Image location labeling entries
━━━━━━━━━━━━━━━━━━━━

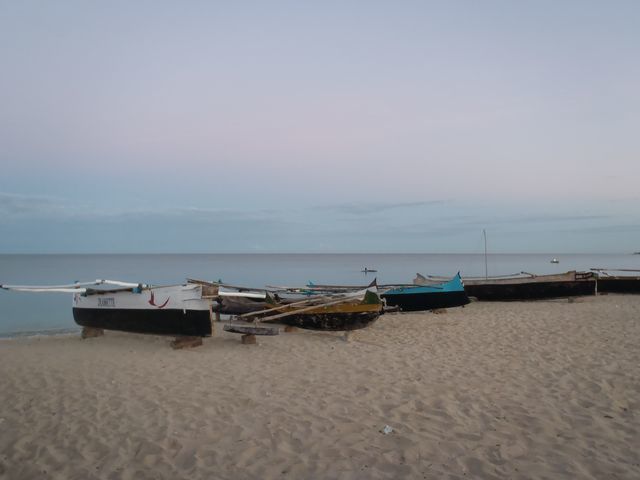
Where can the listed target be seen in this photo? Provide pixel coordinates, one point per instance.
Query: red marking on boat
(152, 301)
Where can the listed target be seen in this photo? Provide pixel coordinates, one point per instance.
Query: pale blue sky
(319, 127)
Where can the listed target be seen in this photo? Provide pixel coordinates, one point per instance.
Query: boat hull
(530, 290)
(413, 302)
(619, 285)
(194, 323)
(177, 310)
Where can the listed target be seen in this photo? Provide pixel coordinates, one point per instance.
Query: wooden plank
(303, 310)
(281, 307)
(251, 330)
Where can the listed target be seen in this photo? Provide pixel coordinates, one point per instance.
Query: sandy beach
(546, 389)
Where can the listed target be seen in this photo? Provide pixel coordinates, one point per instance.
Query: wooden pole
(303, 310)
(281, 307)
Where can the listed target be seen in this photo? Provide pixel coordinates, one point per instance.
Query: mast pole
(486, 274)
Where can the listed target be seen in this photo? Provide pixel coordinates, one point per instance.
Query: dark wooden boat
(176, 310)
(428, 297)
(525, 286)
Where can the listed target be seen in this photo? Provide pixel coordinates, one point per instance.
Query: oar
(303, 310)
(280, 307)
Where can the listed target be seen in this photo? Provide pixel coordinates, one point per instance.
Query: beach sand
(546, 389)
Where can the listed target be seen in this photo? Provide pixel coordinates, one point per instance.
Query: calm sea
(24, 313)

━━━━━━━━━━━━━━━━━━━━

__Task statement__:
Extract the full listing above verbatim; pictures are to be left out of the copy.

__Answer for this exercise__:
Where can the listed target be seen in this photo? Provide pixel coordinates, one point per instance.
Query: red marking on boat
(152, 301)
Where can the listed target be seen in this photo? Provide pixel coordinates, one point per instance.
Query: pale blue sky
(319, 127)
Where can the listed target be seen in this photo? Provide pixel coordinates, one point per instance.
Query: boat hull
(530, 290)
(413, 302)
(619, 285)
(194, 323)
(177, 310)
Where can the listed target be seen in this photo? Provide pixel coordinates, one point per instance.
Query: wooden plank
(303, 310)
(281, 307)
(251, 330)
Where can the listed target be seen in this photo? Provide pixel coordinates, one point per instance.
Query: sandy beach
(546, 389)
Where can the listed target be seen in this photo? Provide pixel coordinates, one point per instance.
Query: wooden pole
(303, 310)
(281, 307)
Where can the listed target be seen in this photo? Provide pixel coordinates, one point per instance.
Query: mast pole
(486, 274)
Where can the listed target be seen in this photo? Provide pixel coordinates, one point per instance.
Query: dark wooden boat
(176, 310)
(428, 297)
(525, 286)
Where can the listed target be seen in this photo? Provide pixel coordinates, one point per instance.
Query: oar
(303, 310)
(280, 307)
Where can the listed target be seen in this photo? Provide pixel coordinates, one point per instance.
Query: beach sand
(546, 389)
Where can the listed target be seen in this photo? Provide pixel coordinates, one point per instance.
Query: calm sea
(24, 313)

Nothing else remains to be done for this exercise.